_Data for the task_

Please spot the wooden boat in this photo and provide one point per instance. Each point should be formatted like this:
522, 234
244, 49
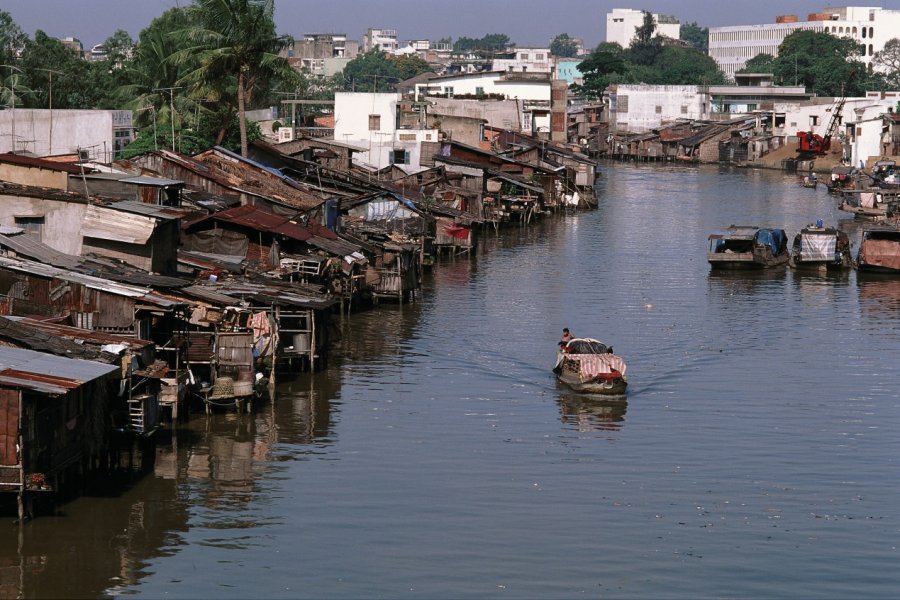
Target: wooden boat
589, 366
746, 247
842, 178
879, 251
820, 248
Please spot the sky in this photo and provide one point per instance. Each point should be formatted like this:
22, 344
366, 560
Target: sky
526, 22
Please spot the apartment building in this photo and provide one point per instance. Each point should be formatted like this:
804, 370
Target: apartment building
870, 27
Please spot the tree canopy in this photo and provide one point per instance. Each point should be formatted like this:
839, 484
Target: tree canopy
696, 36
563, 46
761, 63
826, 65
374, 71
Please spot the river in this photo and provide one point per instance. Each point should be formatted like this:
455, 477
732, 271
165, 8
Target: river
436, 457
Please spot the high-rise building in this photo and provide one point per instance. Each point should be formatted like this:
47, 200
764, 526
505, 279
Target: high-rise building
870, 27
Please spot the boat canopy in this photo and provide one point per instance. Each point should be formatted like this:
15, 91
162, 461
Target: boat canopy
586, 346
774, 239
818, 246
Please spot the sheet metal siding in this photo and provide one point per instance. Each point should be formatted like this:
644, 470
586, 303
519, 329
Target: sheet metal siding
9, 427
111, 224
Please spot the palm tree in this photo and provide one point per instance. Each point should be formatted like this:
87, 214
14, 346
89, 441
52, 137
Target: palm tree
233, 40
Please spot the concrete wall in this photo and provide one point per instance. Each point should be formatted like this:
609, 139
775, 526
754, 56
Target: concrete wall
89, 130
351, 125
731, 47
621, 24
649, 106
62, 220
57, 180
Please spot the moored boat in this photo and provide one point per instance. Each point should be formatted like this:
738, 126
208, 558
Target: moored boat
820, 248
589, 366
879, 251
747, 247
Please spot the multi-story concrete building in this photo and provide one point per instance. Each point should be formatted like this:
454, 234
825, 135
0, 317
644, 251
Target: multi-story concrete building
372, 123
96, 134
524, 60
380, 39
870, 27
621, 23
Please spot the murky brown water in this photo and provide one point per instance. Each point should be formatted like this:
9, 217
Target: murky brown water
756, 455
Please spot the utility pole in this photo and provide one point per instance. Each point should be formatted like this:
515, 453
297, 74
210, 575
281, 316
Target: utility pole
50, 73
13, 89
171, 91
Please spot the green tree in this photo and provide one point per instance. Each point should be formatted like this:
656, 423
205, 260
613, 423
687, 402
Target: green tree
645, 47
237, 48
409, 65
888, 60
686, 66
563, 46
371, 72
826, 65
151, 74
696, 36
605, 65
45, 58
12, 38
761, 63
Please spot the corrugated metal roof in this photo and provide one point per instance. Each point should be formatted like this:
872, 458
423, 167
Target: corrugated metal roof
110, 224
97, 283
156, 211
30, 370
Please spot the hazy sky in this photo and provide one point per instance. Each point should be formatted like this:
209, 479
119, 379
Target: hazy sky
526, 22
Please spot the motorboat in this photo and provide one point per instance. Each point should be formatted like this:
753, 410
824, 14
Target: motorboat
747, 247
589, 366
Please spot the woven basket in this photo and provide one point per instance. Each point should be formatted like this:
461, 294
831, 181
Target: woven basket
222, 388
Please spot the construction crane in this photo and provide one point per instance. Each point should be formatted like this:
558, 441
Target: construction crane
813, 143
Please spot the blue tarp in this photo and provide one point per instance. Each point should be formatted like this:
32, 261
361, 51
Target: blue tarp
774, 239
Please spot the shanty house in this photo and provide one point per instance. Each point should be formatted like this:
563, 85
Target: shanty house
53, 420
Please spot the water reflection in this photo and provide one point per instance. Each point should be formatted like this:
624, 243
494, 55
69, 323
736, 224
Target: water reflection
585, 412
879, 296
93, 544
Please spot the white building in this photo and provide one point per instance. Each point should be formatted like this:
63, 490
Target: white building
622, 22
371, 122
530, 90
640, 108
859, 127
870, 27
525, 60
101, 134
380, 39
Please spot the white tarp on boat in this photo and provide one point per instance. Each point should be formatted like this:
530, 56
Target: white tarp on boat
592, 365
817, 247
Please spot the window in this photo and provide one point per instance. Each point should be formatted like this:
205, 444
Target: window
399, 156
33, 226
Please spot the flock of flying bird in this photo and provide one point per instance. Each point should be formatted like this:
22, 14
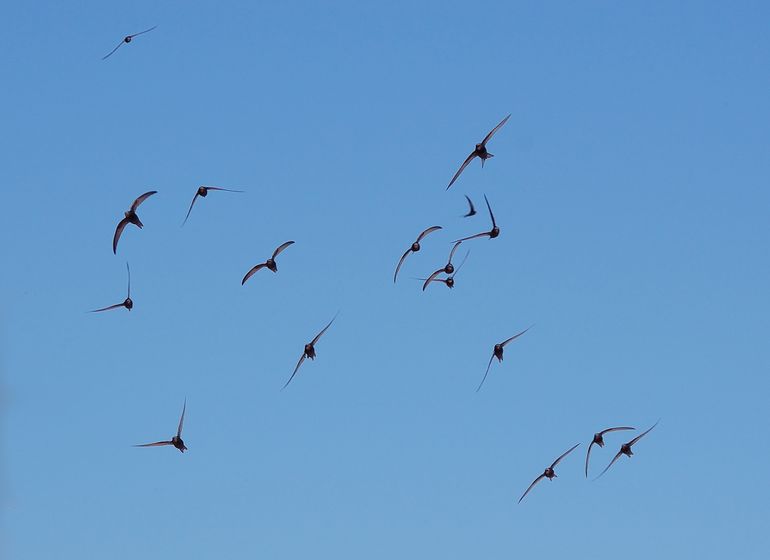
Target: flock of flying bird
449, 270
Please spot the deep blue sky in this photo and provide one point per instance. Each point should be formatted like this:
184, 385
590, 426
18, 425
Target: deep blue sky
632, 188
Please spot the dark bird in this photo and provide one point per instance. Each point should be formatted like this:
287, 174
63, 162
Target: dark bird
414, 248
625, 449
128, 39
449, 280
472, 208
203, 192
599, 440
128, 303
309, 351
548, 473
131, 218
479, 151
497, 352
176, 441
494, 232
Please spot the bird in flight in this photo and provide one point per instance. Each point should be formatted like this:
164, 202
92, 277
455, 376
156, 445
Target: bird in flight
479, 151
625, 449
449, 280
494, 232
128, 39
497, 352
309, 351
130, 218
548, 472
599, 440
128, 303
414, 248
176, 441
472, 208
269, 263
203, 191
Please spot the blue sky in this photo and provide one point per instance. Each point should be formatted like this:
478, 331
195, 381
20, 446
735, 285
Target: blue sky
631, 187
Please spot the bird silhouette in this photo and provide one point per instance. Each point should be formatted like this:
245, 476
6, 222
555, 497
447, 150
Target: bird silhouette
176, 441
599, 440
471, 209
130, 218
625, 449
413, 249
128, 39
492, 233
449, 280
203, 192
127, 303
497, 352
309, 351
269, 263
549, 472
479, 151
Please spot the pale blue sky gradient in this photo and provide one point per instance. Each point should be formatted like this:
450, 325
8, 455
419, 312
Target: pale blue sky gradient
631, 185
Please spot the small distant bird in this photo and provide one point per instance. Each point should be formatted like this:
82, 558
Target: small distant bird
269, 263
128, 39
128, 303
497, 352
548, 472
625, 449
599, 440
479, 151
414, 248
131, 218
449, 280
494, 232
203, 192
472, 208
309, 351
176, 441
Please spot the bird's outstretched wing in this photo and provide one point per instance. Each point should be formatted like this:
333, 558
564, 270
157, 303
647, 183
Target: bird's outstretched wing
281, 248
492, 132
462, 167
538, 479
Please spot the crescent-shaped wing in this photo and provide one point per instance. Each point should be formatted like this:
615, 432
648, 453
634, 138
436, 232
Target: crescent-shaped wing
491, 215
400, 262
118, 232
492, 132
105, 57
462, 167
484, 234
588, 454
141, 199
319, 335
617, 456
640, 436
281, 248
514, 337
486, 373
190, 210
472, 209
570, 450
426, 232
142, 32
107, 308
157, 443
538, 479
251, 272
302, 359
608, 430
432, 277
181, 420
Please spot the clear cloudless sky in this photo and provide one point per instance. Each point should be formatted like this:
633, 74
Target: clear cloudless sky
632, 186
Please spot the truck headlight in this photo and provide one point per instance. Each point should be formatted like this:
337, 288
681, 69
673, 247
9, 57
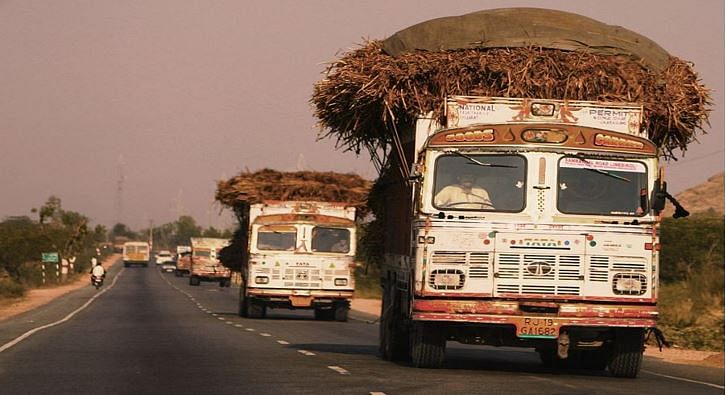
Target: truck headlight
629, 284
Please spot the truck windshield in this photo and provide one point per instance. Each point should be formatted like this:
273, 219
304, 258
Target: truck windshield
479, 182
601, 187
276, 238
331, 240
202, 253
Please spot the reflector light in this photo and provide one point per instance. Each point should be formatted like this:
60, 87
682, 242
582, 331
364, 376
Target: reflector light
543, 109
426, 239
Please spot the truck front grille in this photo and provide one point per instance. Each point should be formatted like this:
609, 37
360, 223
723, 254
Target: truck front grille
546, 274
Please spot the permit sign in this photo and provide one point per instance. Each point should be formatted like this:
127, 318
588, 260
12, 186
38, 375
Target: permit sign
537, 327
615, 117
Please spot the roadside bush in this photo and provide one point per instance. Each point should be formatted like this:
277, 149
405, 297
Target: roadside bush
691, 299
11, 289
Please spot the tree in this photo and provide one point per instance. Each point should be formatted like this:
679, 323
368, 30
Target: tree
212, 232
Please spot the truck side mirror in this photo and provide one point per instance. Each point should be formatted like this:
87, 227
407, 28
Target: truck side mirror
659, 196
415, 174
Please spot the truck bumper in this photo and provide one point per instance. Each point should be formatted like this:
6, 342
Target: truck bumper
300, 298
514, 313
211, 276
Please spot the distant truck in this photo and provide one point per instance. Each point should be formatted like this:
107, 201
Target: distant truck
300, 256
136, 253
183, 260
205, 264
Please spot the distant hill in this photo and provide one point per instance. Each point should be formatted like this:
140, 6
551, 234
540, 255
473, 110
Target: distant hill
704, 198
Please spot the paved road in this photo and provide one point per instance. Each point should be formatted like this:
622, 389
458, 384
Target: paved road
148, 332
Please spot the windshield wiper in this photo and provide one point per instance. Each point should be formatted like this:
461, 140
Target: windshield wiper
479, 163
601, 171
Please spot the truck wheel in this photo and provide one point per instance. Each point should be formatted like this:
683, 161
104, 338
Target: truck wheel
243, 312
596, 359
627, 352
255, 310
340, 313
428, 345
323, 315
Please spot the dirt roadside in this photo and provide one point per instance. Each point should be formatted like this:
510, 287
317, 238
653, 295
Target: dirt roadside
38, 297
672, 355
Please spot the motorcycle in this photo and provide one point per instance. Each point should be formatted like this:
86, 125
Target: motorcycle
97, 281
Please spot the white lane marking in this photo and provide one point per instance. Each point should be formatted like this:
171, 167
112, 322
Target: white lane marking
683, 379
339, 370
64, 319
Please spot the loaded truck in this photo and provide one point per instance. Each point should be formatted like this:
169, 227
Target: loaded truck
136, 253
204, 264
300, 255
528, 223
183, 260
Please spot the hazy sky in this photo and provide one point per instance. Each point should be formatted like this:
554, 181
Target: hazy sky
171, 95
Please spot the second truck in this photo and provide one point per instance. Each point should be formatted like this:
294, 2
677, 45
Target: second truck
300, 256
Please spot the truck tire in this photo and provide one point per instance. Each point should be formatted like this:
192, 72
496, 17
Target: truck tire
627, 353
596, 359
393, 337
242, 299
340, 313
254, 309
323, 314
428, 345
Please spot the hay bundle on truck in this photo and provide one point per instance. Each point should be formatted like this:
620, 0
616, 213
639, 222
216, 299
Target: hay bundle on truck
296, 243
519, 195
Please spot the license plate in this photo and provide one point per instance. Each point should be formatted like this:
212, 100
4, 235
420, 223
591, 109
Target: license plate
538, 327
301, 301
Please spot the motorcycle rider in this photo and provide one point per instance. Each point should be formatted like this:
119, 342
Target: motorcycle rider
97, 270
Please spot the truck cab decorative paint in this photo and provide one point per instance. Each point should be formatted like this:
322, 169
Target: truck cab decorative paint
531, 223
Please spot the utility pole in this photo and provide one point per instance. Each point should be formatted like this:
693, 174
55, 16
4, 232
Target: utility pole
119, 189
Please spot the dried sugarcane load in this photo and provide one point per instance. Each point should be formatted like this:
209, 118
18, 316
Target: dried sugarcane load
296, 243
520, 193
516, 52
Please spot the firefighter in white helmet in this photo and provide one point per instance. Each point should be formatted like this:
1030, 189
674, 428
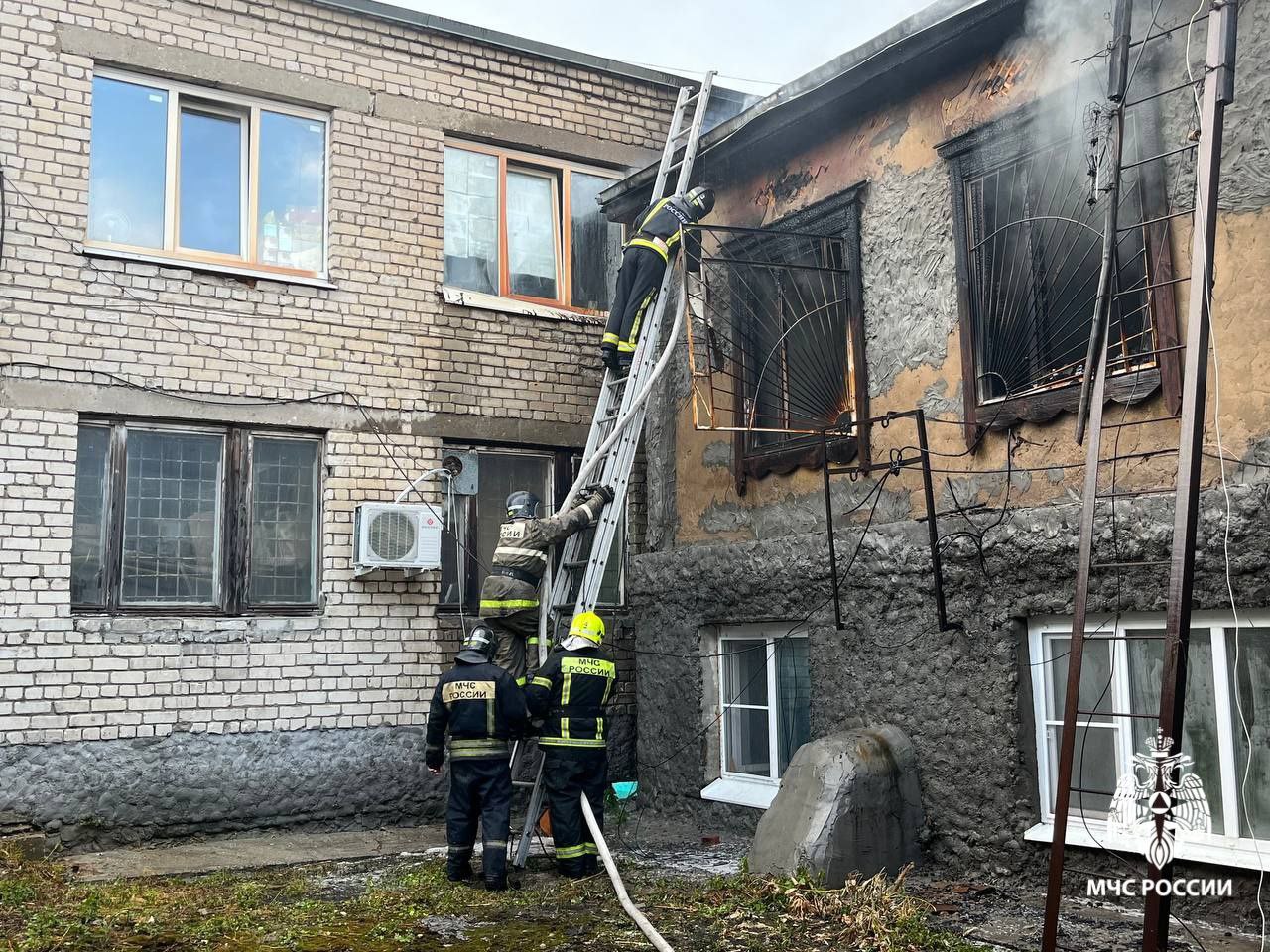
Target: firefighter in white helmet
509, 594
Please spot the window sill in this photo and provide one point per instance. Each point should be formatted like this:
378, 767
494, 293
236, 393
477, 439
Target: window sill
507, 304
1216, 851
756, 793
802, 453
195, 266
1044, 405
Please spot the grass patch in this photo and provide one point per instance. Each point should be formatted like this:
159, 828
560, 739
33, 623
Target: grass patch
409, 906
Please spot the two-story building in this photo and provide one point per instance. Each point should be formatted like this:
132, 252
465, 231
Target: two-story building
948, 166
259, 264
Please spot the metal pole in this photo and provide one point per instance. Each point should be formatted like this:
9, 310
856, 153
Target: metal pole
1071, 703
1116, 81
931, 527
1218, 91
828, 526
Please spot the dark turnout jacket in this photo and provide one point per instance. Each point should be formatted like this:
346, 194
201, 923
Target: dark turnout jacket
481, 708
522, 548
571, 692
658, 227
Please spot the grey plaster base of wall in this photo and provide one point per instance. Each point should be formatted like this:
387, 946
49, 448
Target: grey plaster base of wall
964, 697
123, 791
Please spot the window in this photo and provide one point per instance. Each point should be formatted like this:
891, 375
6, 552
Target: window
765, 701
1120, 675
529, 227
784, 341
199, 518
476, 521
1029, 217
202, 176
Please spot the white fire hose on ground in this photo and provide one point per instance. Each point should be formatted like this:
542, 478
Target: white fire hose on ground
631, 909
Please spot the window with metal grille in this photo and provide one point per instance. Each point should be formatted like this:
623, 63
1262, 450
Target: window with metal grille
182, 518
1030, 197
1225, 705
780, 334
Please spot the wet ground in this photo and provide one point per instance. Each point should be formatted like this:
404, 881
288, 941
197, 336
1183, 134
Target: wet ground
997, 912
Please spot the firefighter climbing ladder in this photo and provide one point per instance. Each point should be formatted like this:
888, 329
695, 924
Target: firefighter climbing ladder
1218, 90
575, 583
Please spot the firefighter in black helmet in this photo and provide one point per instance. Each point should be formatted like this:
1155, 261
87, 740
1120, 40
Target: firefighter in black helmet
509, 594
571, 690
483, 708
656, 241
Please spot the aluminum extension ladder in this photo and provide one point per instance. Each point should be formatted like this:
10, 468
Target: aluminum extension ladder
574, 587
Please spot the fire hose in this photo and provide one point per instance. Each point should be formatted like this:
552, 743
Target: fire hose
631, 909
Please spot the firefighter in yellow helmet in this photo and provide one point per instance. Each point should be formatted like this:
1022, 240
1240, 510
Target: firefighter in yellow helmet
571, 692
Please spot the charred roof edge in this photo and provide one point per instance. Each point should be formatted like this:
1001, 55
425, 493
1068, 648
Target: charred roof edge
902, 46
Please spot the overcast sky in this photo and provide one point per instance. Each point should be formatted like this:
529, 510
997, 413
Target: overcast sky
753, 44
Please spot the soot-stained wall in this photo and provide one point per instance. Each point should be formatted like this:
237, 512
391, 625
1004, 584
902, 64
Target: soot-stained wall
964, 697
717, 557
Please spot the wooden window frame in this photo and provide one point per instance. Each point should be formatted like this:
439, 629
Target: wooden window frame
232, 558
993, 145
248, 109
838, 217
562, 172
564, 463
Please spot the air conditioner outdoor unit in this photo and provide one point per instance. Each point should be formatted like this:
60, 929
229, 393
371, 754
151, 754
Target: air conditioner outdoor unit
397, 536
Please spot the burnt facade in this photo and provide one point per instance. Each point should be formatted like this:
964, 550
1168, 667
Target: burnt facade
961, 126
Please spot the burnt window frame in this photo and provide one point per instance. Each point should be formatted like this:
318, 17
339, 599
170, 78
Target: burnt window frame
563, 467
993, 145
231, 595
834, 217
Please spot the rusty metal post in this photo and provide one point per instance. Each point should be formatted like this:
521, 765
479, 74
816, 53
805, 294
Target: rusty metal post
828, 527
931, 526
1218, 91
1072, 697
1116, 82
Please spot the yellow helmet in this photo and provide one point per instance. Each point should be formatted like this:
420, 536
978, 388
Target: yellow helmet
589, 626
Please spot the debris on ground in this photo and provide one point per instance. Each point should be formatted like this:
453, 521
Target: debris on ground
407, 904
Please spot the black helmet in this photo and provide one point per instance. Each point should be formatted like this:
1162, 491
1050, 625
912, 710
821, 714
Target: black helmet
479, 647
701, 198
522, 504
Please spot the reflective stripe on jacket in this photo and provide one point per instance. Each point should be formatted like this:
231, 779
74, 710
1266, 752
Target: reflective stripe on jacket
571, 690
524, 544
658, 227
480, 707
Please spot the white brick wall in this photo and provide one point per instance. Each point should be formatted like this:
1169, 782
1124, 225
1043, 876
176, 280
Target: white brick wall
382, 334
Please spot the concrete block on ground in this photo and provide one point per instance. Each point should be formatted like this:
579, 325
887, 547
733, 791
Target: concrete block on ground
848, 802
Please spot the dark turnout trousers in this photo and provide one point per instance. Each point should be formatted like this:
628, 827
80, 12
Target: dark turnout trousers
480, 791
567, 778
517, 642
638, 282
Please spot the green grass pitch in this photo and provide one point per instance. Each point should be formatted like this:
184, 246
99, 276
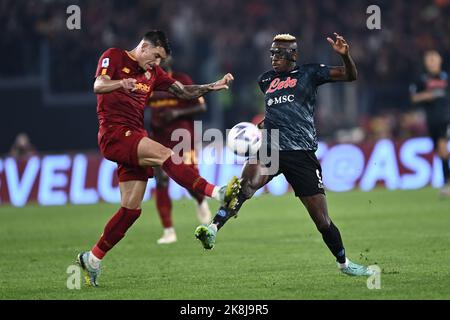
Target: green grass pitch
272, 251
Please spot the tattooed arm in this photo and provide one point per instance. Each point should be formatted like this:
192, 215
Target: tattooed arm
195, 91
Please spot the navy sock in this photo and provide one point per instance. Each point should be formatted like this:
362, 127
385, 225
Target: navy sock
333, 240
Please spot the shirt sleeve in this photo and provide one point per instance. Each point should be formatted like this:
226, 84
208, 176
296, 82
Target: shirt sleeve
321, 73
108, 63
416, 87
163, 80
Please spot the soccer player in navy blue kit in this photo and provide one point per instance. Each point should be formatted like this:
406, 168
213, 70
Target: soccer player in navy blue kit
430, 91
290, 98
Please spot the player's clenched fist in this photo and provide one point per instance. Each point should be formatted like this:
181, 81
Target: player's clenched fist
128, 84
222, 83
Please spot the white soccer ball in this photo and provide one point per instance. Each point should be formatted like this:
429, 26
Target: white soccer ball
244, 139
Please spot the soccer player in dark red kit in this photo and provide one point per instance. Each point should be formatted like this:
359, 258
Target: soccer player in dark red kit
123, 84
169, 113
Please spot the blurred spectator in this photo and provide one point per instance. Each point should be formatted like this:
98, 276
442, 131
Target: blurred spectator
22, 147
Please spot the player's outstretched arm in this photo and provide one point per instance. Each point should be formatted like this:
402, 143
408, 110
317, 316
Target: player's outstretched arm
348, 71
104, 84
195, 91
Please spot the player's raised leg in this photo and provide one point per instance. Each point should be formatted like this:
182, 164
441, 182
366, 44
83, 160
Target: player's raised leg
254, 176
442, 151
317, 209
132, 193
152, 153
164, 206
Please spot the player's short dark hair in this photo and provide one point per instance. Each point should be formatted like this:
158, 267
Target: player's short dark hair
158, 39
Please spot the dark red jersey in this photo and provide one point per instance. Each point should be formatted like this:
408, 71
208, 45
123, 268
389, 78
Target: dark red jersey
123, 106
160, 101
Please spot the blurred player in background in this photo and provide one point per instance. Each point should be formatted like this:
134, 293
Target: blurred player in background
22, 148
290, 97
123, 83
431, 92
170, 113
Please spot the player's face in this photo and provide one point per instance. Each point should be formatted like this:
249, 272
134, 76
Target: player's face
150, 56
433, 62
283, 56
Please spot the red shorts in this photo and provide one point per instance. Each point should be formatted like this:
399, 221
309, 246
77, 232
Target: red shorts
119, 143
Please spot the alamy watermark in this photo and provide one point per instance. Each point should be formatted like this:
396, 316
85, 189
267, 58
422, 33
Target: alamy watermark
74, 279
73, 21
374, 281
373, 22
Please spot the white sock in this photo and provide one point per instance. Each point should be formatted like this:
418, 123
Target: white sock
343, 265
169, 230
94, 261
215, 194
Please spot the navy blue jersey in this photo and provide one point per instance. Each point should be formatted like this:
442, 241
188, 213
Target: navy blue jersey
290, 100
437, 110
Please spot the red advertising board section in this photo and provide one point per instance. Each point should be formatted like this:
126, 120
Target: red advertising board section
88, 178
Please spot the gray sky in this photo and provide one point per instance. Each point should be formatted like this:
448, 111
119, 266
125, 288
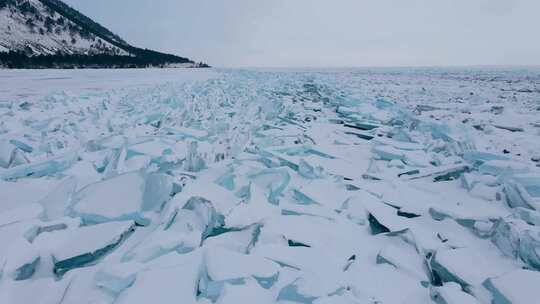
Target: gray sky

_Your task_
Recast the rows above as a Markdown table with the columns Number and Text, starting with the line containing "Please spot the red advertising" and going on through the final line. Number each line, skip blank lines, and leave the pictures out.

_Completed exercise_
| Number | Text |
|---|---|
| 1 | Please spot the red advertising board section in this photo and provide one point per instance. Each point should be formatted like this: |
| 2 | 126, 120 |
| 3 | Target: red advertising board section |
| 4 | 88, 178 |
| 5 | Please spot the gray sky in this photo and provide one point per instance. Each point should be formatted like this: |
| 6 | 448, 111 |
| 7 | 119, 266 |
| 8 | 125, 288 |
| 9 | Target: gray sky |